Text under study section start

What does Lido Pimienta sound like?
Alternative Colombian music seeped in centuries of heritage and devotion.
The review ‘La Belleza’ by Lido Pimienta
After the breakout, stunning album ‘Miss Colombia‘, Lido Pimienta shifts gears completely for her third album ‘La Belleza’. Charting her own relationship separation and reconciliation, Lido turned to European composers, Georgian chants, and the orchestra for her next album. Whilst Latin America still bubbles underneath, this album has dramatic scale and scope in a way that takes a few listens to appreciate.

Text under study section end

What to do:
1. According to the review of 'La Belleza', what did Lido Pimienta turn to for her third album?
2. Using the review of 'La Belleza', explain why the album takes a few listens to appreciate.
The stored data entries are separate material from the review.

Extracted data section start

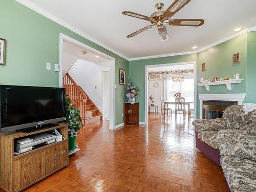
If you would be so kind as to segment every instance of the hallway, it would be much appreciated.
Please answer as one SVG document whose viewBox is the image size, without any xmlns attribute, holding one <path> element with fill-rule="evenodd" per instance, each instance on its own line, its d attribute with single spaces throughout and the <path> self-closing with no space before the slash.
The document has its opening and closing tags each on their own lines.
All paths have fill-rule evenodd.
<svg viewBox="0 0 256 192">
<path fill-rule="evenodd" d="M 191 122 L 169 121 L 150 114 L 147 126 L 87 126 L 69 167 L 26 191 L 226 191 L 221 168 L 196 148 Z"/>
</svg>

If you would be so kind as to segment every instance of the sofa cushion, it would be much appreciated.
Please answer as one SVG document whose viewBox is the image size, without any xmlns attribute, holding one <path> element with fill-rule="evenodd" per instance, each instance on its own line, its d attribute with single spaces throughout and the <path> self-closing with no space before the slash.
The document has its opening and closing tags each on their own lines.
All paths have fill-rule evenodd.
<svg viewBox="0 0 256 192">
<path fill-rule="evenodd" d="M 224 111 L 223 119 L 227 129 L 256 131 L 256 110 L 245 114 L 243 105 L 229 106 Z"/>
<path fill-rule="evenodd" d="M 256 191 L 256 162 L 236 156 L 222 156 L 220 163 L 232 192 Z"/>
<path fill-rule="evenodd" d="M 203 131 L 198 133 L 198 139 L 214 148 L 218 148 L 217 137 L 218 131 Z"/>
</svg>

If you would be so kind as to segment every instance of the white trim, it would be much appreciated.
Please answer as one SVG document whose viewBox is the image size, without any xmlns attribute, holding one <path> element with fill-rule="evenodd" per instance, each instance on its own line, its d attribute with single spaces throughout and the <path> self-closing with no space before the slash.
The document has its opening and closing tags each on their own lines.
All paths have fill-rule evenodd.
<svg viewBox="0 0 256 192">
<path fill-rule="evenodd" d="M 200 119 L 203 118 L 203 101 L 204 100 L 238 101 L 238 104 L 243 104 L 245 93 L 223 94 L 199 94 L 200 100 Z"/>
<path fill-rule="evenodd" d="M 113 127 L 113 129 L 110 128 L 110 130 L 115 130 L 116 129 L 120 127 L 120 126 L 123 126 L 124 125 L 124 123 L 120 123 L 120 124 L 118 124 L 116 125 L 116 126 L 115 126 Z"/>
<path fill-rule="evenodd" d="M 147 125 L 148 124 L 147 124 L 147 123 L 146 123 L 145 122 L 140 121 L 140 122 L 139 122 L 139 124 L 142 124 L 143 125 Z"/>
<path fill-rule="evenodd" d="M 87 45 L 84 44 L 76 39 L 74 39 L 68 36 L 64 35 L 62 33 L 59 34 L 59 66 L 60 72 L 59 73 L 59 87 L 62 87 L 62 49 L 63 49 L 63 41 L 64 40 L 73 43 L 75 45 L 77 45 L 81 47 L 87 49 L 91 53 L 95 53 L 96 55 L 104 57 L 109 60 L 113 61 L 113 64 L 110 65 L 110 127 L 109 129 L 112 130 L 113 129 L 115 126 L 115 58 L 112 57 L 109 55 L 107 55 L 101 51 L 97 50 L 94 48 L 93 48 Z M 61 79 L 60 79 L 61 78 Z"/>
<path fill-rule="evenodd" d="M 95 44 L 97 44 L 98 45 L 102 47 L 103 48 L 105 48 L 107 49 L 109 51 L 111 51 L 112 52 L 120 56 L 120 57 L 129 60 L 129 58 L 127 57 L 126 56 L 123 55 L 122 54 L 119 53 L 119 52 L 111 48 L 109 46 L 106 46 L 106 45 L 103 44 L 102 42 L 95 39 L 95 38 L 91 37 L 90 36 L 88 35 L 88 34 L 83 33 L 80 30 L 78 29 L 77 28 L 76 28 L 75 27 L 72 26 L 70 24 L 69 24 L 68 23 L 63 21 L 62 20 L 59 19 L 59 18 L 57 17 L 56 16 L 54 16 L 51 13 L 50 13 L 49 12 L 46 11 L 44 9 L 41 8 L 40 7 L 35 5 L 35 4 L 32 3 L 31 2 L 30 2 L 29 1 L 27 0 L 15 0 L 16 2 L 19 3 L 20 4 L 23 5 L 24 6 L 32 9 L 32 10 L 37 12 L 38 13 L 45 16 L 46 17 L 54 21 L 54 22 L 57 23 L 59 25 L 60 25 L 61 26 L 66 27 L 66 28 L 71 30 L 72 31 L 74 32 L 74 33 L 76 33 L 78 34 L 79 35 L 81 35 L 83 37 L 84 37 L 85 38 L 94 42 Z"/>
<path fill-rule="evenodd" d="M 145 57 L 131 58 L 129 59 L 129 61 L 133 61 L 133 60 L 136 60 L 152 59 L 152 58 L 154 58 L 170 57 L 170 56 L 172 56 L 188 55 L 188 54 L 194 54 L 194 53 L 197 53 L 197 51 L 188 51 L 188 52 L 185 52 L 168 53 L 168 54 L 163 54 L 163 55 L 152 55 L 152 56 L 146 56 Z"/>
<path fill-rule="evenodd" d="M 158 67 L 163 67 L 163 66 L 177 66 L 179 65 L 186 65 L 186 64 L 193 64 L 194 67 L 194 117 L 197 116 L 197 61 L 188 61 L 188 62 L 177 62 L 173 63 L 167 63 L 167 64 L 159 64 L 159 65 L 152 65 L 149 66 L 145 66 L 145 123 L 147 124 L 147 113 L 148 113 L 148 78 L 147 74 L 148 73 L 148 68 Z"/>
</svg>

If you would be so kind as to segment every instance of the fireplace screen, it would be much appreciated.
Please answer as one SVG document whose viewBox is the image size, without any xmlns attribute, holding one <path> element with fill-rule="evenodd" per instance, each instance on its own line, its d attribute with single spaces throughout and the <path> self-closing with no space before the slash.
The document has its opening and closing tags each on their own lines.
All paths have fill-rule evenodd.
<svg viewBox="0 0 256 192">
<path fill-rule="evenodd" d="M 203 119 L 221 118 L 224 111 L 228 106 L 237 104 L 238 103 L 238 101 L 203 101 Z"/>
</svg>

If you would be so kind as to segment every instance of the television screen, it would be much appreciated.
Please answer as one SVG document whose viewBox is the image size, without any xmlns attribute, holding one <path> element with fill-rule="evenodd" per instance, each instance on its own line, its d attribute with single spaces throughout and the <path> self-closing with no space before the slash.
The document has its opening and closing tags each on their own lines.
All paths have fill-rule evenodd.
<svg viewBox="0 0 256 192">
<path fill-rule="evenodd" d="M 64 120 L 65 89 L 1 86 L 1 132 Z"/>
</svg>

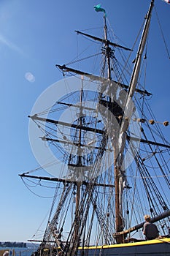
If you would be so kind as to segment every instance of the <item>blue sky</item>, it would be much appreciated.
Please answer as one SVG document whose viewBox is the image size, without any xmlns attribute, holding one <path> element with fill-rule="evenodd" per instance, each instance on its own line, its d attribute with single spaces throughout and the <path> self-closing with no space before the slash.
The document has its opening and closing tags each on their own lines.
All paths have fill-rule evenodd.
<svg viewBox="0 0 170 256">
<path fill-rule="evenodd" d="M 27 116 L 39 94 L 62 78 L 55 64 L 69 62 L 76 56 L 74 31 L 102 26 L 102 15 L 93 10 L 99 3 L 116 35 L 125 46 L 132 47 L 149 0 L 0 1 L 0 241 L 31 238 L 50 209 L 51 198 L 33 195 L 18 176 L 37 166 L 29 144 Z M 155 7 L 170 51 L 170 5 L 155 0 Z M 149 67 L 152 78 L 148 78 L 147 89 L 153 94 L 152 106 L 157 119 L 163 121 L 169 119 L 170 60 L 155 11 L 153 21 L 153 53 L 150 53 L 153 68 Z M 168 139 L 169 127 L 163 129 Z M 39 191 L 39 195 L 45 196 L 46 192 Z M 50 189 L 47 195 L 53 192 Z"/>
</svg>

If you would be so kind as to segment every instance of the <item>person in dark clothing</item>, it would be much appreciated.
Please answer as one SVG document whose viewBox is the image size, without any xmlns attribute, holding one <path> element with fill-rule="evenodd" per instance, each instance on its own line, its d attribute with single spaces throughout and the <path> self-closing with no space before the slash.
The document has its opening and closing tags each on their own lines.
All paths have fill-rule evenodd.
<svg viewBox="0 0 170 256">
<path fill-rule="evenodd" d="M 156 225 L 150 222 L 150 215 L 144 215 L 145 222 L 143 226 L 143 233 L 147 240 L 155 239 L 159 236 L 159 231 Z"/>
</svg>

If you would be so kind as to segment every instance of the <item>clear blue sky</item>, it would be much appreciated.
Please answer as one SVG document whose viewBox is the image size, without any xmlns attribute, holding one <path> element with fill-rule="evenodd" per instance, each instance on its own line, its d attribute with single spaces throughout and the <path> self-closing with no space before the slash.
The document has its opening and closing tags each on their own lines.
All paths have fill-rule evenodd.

Extracted data section end

Results for the exercise:
1. European composers, Georgian chants, and the orchestra.

2. The album has a dramatic scale and scope. The review says that this scale and scope take a few listens to appreciate.